-- START --

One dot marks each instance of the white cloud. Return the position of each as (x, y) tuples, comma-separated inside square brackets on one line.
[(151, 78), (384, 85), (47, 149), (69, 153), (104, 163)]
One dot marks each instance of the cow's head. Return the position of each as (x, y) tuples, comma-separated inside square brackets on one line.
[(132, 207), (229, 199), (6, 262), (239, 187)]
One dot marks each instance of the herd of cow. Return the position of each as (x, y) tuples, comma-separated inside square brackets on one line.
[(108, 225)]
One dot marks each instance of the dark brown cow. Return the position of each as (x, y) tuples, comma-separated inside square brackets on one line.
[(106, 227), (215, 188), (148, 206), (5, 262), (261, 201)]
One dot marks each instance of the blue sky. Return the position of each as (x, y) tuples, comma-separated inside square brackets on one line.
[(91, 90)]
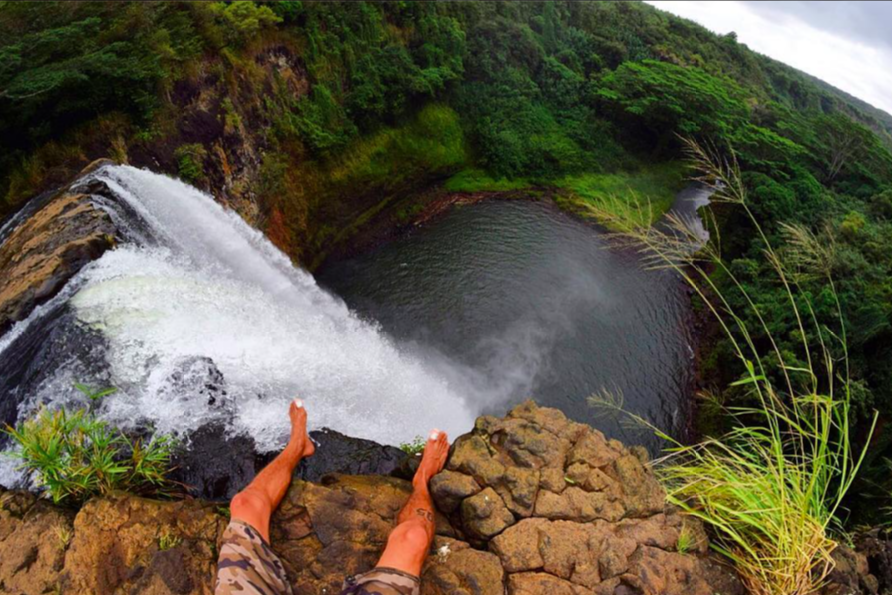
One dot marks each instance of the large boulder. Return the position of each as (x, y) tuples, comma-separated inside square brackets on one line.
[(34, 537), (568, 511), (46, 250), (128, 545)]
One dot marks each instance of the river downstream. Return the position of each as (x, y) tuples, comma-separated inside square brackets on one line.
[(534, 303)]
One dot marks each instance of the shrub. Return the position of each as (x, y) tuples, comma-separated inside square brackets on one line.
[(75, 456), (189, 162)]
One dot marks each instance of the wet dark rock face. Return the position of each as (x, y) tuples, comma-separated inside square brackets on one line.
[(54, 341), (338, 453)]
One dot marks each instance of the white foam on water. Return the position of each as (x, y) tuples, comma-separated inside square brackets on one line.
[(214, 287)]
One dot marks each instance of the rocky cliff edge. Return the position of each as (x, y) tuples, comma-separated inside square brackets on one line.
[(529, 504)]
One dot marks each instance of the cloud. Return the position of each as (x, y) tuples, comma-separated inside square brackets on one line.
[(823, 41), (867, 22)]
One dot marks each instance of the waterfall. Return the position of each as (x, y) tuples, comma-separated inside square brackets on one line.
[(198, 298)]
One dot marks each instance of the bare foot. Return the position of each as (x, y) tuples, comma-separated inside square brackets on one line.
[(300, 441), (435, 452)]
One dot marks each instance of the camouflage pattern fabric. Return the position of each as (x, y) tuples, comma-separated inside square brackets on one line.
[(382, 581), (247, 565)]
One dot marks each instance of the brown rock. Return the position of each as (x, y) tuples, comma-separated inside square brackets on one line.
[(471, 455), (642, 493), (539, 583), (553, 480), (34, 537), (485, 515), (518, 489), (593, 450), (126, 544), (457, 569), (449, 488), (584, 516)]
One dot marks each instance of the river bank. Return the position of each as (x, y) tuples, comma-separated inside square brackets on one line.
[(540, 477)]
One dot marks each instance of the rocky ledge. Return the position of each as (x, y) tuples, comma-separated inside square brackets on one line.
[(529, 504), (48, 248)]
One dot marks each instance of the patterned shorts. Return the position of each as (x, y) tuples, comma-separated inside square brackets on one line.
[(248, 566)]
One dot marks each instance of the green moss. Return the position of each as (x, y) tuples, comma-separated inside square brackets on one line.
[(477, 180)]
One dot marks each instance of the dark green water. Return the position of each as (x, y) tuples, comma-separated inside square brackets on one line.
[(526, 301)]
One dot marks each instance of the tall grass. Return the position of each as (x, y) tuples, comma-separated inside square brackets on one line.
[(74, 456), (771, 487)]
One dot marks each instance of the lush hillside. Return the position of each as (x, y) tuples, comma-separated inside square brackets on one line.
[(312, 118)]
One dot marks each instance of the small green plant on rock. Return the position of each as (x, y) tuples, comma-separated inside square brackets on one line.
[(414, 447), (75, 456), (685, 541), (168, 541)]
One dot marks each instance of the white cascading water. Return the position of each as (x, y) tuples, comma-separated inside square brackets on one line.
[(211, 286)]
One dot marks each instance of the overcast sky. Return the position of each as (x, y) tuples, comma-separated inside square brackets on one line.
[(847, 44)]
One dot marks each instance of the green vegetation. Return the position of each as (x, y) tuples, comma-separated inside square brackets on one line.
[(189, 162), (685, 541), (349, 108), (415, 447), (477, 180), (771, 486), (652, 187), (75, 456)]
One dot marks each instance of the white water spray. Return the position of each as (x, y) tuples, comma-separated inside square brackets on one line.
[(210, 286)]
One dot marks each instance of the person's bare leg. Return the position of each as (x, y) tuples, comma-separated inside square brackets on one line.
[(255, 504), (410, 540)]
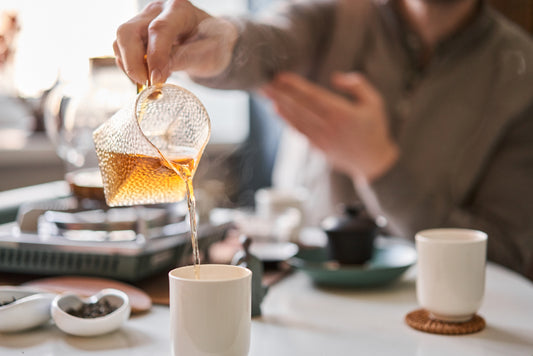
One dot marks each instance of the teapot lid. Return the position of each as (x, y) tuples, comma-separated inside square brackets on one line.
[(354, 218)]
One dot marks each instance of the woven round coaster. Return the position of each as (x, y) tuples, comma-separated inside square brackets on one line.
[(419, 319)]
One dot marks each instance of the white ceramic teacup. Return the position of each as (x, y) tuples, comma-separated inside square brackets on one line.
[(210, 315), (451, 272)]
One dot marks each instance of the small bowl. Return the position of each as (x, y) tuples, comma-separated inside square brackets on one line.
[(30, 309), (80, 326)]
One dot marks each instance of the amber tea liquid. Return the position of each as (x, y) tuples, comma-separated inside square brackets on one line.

-- END --
-- START --

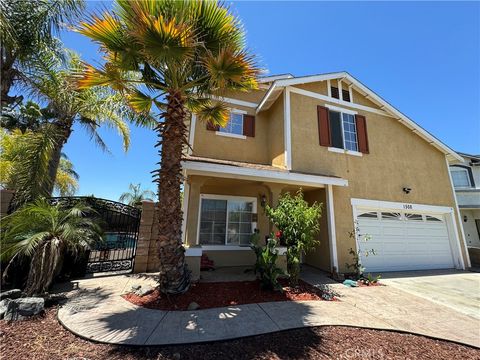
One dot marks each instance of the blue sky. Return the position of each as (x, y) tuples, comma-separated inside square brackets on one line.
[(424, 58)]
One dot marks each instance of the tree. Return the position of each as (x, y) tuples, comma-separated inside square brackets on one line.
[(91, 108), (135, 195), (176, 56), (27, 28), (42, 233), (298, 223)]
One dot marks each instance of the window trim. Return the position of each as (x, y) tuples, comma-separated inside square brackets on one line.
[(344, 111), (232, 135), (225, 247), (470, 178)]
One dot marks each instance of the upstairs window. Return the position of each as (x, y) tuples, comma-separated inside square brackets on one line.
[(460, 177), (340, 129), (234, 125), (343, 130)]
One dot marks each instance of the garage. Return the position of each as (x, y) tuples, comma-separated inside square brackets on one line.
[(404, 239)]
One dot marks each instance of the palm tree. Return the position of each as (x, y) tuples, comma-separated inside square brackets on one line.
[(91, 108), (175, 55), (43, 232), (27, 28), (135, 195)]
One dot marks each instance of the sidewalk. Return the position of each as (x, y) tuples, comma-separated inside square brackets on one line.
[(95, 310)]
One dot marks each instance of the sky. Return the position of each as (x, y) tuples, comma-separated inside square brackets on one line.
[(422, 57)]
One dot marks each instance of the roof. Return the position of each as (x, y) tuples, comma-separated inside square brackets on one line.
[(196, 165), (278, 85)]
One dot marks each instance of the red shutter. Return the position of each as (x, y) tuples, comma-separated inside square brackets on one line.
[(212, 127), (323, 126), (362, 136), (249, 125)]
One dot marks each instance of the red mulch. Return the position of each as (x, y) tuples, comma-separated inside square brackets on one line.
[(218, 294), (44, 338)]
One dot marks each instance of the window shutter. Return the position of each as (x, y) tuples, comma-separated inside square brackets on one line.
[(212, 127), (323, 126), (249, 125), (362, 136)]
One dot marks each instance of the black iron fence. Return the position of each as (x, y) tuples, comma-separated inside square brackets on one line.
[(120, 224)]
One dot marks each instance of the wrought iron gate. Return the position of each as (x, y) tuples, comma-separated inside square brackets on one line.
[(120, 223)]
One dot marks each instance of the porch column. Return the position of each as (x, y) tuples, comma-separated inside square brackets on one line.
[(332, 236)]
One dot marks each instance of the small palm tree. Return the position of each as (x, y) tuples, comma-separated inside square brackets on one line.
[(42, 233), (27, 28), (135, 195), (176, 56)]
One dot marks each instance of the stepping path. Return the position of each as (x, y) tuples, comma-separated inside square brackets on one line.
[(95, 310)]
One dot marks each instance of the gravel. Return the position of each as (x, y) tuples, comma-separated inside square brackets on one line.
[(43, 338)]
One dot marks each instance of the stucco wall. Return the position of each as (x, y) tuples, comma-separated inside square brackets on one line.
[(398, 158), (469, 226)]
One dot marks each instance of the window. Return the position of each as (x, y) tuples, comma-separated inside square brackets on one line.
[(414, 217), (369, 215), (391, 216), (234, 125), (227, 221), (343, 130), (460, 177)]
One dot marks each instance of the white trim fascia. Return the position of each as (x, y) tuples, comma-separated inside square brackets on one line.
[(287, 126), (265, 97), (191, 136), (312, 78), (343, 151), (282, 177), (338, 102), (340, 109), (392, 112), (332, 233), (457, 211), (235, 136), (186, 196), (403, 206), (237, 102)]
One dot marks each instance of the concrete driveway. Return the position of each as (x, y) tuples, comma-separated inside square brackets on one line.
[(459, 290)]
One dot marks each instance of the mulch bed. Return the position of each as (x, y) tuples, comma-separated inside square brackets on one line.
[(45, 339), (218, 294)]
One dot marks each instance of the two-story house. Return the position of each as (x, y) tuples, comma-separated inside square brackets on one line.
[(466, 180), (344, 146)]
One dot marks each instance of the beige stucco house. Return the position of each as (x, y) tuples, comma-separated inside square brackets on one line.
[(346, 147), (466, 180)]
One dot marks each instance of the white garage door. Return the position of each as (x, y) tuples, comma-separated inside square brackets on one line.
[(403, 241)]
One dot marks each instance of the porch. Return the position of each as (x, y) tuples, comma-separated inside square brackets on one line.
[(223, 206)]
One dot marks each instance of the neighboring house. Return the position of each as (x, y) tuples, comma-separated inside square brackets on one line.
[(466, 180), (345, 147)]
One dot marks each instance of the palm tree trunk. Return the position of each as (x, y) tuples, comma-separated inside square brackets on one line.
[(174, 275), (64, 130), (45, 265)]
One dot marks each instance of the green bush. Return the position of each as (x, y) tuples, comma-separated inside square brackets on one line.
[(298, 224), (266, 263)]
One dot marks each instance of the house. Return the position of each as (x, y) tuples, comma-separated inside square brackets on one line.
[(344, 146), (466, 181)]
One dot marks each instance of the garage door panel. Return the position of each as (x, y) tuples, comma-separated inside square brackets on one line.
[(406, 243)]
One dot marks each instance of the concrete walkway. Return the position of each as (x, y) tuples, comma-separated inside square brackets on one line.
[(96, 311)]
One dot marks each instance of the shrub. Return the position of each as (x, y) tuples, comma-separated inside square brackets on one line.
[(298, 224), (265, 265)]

-- END --
-- START --

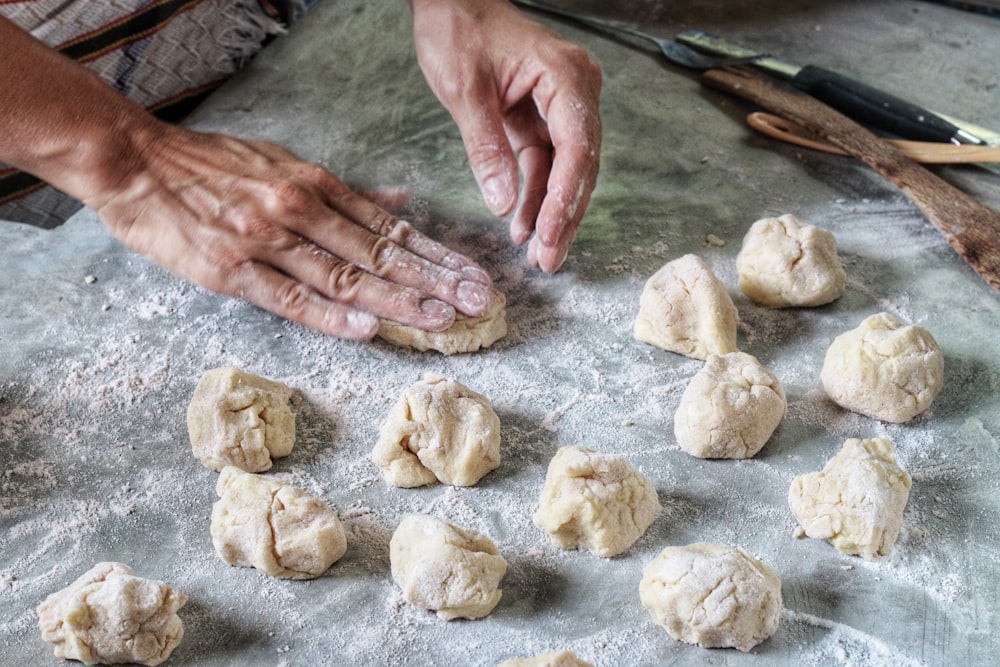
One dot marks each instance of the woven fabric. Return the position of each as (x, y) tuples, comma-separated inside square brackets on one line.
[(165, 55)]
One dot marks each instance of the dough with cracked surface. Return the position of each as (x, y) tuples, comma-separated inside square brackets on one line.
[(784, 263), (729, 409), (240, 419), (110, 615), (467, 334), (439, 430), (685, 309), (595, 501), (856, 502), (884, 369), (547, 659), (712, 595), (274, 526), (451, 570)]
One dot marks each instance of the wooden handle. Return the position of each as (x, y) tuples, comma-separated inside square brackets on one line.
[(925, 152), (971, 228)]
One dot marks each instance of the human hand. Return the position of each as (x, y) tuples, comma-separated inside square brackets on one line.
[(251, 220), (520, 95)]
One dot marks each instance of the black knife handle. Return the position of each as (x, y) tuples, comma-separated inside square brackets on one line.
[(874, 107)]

-- END --

--- Exercise instructions ---
Copy the records from the line containing "One dot marks each instance of the overcast" through the line containing "[(847, 44)]", swapping "overcast" for "gray" and leaving everything else as it is.

--- Written solution ---
One dot marks each instance of the gray sky. Return the position of each as (x, y) tuples, comma-separated inside square brackets on one line.
[(847, 44)]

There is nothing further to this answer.